Required work =>
1. Reproduce the passage on reactive programming and Spring WebFlux in full, word for word.
2. Locate each line in the entries that contains the string "black" with matching case, and copy those lines.

Selected passage =>

Reactive Programming & WebFlux

Reactive is not "async for free"—it's a programming model built on non-blocking I/O, stream composition, and backpressure. Spring WebFlux brings that model to HTTP with Mono and Flux, while Java 21 virtual threads reshaped when you actually need it.

mid senior Spring Boot 3.x · Java 21

Reactive programming concepts

Reactive systems handle many concurrent I/O operations with a small thread pool by never blocking on I/O. Spring WebFlux sits on Project Reactor (Reactive Streams implementation) and Netty—not a separate language, but a different way to compose asynchronous pipelines.

Excerpts from a detection dataset:
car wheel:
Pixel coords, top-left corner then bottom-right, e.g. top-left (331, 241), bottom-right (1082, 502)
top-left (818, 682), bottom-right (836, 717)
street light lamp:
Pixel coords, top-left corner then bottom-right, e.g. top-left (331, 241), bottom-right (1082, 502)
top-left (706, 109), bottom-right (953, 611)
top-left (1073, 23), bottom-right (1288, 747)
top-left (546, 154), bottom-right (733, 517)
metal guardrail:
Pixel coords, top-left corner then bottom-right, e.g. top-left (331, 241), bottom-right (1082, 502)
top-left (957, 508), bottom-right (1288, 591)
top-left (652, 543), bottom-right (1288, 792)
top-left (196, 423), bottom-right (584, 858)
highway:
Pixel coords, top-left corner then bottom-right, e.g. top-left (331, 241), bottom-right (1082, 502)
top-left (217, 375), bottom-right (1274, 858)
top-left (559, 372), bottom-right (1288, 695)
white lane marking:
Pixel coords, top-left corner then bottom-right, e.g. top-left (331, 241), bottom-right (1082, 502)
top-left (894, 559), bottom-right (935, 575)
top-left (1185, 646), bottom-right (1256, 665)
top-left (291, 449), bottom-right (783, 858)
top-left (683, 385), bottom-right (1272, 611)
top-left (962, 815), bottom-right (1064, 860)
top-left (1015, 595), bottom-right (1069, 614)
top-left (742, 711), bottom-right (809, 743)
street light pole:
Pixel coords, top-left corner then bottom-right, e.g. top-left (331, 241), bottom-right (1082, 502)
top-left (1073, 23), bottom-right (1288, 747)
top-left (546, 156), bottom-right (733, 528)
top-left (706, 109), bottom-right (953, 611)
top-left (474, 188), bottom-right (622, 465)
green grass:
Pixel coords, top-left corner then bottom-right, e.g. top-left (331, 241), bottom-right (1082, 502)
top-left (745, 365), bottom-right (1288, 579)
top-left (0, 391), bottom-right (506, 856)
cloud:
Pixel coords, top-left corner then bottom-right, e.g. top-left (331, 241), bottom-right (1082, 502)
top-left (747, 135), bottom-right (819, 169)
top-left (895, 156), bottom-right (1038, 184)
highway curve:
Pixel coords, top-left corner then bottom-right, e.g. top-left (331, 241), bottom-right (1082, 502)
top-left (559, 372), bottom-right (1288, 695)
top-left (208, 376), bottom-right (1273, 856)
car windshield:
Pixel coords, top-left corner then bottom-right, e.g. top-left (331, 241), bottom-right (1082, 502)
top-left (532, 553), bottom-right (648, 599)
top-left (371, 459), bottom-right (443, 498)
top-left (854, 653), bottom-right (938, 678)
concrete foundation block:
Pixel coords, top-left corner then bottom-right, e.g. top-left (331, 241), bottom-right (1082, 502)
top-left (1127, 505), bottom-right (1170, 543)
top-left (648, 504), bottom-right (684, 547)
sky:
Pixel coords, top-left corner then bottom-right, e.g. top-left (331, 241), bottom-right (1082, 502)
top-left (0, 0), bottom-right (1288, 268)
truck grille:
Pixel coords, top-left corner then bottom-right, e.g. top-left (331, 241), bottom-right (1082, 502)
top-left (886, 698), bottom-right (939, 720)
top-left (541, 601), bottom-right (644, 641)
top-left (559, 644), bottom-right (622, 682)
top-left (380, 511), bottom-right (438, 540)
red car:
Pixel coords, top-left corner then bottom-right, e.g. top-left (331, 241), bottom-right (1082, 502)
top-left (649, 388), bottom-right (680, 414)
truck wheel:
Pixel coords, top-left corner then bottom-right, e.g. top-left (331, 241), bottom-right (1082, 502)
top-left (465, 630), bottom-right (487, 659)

* * *

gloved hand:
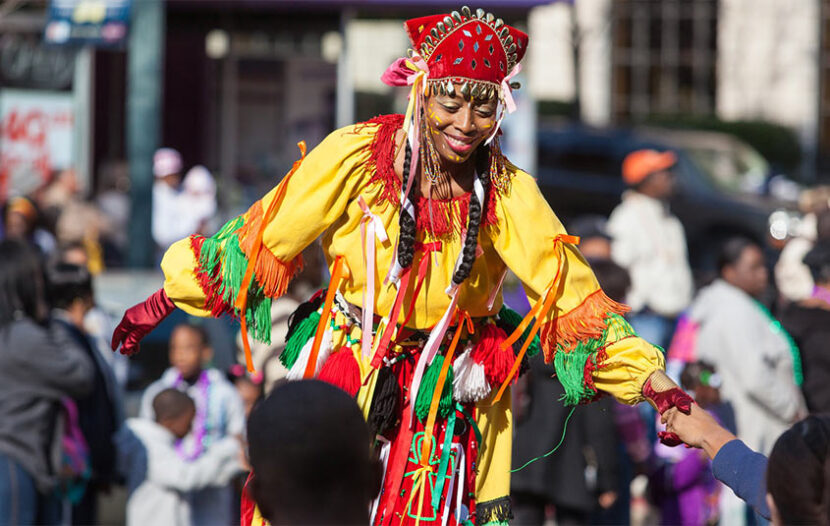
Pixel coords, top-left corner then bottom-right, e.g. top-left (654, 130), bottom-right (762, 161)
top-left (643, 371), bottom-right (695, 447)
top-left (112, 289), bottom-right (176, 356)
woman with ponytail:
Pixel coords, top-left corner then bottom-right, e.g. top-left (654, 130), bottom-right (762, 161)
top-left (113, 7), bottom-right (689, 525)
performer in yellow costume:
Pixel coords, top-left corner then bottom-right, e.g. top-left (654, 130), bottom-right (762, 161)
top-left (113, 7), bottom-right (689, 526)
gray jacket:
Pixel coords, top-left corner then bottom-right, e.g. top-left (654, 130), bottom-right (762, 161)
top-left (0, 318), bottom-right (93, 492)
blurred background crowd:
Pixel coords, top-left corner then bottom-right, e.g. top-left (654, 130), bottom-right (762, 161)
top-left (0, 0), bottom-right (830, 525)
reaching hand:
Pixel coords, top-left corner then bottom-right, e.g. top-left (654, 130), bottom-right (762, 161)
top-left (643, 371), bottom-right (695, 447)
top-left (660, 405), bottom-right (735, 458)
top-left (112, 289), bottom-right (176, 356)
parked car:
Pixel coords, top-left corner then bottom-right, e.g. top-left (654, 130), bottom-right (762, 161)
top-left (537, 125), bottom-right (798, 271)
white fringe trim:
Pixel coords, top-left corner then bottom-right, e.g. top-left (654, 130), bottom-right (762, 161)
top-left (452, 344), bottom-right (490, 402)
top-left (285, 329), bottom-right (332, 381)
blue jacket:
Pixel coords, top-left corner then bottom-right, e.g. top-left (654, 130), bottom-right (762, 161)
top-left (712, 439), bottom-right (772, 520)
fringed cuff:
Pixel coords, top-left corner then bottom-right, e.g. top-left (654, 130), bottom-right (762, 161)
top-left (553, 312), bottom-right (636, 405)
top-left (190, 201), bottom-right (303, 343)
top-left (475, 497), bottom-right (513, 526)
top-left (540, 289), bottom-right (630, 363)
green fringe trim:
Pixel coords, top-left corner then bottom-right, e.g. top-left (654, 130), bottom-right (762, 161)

==

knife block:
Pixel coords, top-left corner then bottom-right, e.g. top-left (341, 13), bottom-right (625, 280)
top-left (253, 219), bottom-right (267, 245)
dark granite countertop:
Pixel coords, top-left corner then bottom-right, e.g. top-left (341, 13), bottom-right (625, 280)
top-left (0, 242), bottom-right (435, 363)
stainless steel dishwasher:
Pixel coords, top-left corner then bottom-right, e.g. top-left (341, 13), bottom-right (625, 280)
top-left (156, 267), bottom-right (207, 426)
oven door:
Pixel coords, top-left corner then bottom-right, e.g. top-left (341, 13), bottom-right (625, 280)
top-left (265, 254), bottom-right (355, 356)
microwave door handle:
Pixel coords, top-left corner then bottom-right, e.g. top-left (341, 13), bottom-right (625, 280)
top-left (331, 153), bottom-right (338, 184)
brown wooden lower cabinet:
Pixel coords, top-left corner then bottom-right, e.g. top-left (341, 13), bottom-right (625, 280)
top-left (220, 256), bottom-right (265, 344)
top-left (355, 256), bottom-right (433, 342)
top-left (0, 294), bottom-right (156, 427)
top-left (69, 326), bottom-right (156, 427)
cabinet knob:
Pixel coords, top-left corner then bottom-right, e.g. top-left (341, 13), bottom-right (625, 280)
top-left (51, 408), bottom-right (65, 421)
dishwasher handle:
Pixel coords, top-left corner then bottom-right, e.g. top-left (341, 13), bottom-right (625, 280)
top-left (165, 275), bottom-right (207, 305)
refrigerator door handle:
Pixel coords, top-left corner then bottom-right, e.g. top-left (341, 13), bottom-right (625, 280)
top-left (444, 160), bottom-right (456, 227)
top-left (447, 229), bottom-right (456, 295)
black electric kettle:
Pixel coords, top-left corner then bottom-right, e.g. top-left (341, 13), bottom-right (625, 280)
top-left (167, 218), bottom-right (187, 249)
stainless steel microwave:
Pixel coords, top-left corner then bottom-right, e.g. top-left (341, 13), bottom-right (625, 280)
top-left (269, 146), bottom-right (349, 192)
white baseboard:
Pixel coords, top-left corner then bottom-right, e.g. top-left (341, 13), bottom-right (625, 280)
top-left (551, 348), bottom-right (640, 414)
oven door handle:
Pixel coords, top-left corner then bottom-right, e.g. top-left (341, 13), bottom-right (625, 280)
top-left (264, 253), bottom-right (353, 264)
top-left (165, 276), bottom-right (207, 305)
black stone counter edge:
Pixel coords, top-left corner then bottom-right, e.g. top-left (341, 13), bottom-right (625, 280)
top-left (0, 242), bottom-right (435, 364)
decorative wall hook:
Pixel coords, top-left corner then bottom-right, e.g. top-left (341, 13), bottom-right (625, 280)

Task answers =>
1.
Reactive Programming & WebFlux

Reactive is not "async for free"—it's a programming model built on non-blocking I/O, stream composition, and backpressure. Spring WebFlux brings that model to HTTP with Mono and Flux, while Java 21 virtual threads reshaped when you actually need it.

mid senior Spring Boot 3.x · Java 21

Reactive programming concepts

Reactive systems handle many concurrent I/O operations with a small thread pool by never blocking on I/O. Spring WebFlux sits on Project Reactor (Reactive Streams implementation) and Netty—not a separate language, but a different way to compose asynchronous pipelines.

2.
black electric kettle:
black stone counter edge:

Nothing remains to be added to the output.